Selected excerpt =
+++
This report is published at the halfway point of a project to predict the next word in a sentence. It contains a summary of the distribution of words and sequences of words in a sample of English text from the internet. The report summarises my findings so far and will outline a plan to complete the project.
The dataset is curated and known as the HC Corpora. It contains data from twitter, blogs and news articles.
if(!file.exists("Coursera-SwiftKey.zip")) {
training.url <- "https://d396qusza40orc.cloudfront.net/dsscapstone/dataset/Coursera-SwiftKey.zip"
download.file(training.url, "Coursera-SwiftKey.zip")
unzip("Coursera-SwiftKey.zip")
}
con.twitter <- file("final\\en_US\\en_US.twitter.txt", open="rb")
con.blogs <- file("final\\en_US\\en_US.blogs.txt", open="rb")
con.news <- file("final\\en_US\\en_US.news.txt", open="rb")
twitter <- readLines(con.twitter, encoding = "UTF-8", skipNul = TRUE)
blogs <- readLines(con.blogs, encoding = "UTF-8", skipNul = TRUE)
news <- readLines(con.news, encoding = "UTF-8", skipNul = TRUE)
close(con.twitter)
close(con.news)
close(con.blogs)
A new TokeniseText function simplifies the text into tokens that are easier to model. This separates the words (tokens) for each piece of text. These words are lower case and contain no numbers or whitespace; punctuation is limited to hyphens and apostrophes within words.
source("next-word-functions.R")
twitter.tokens <- sapply(twitter, TokeniseText)
blogs.tokens <- sapply(blogs, TokeniseText)
news.tokens <- sapply(news, TokeniseText)
A new CountWords function produces a summary table with the count of each unique word. This information can be used to produce the word frequency table. The code to produce this table is omitted for brevity.
| name | line.count | word.count | unique.words | words.per.line | average.frequency |
|---|---|---|---|---|---|
| 2,360,148 | 29,647,990 | 363,503 | 13 | 82 | |
| Blogs | 899,288 | 37,319,338 | 341,745 | 41 | 109 |
| News | 1,010,242 | 33,696,664 | 307,317 | 33 | 110 |
| Total | 4,269,678 | 100,663,992 | 738,308 | 24 | 136 |
The word cloud below shows the 100 most frequent words. These account for 46% of word instances. The most frequent word is “the”, which occurs 4768355 times and accounts for 5% of word instances.
+++
Records provided =
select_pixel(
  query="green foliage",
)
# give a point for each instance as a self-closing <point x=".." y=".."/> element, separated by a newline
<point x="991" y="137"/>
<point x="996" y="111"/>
+++
Exercise tasks =
1/ Translate this sentence from the word-prediction report into Spanish: "A new CountWords function produces a summary table with the count of each unique word."
2/ Write the next part of the word-prediction report, starting right after its last sentence.

Task-by-task outputs =
1/ Una nueva función CountWords produce una tabla resumen con el recuento de cada palabra única.

2/
set.seed(1234)
library(wordcloud, quietly = TRUE)
pal <- brewer.pal(8, "Dark2")
wordcloud(total.words$word, total.words$count, max.words = 100,
scale = c(4, 1), colors = pal, random.color = TRUE)
A large number of words only occur a couple of times, and are unlikely to be predicted. Using a fixed dictionary size that includes only frequent words would improve algorithm performance. Marking the missing words as unknown (<UNK>) would provide a way for the algorithm to predict words that are not in the original dataset.
min.instances <- c(1, 2, 3, 5, 10, 20, 50, 80, 100)
dictionary.size <- sapply(min.instances,
function(x) sum(total.words$count >= x))
words.covered <- sapply(min.instances,
function(x) sum(total.words$count[total.words$count >= x]))
coverage <- paste0(round((words.covered / words.covered[1]) * 100, 2), "%")
word.coverage <- data.frame(min.instances, dictionary.size, coverage)
kable(word.coverage, align = 'l', format.args = list(big.mark = ","))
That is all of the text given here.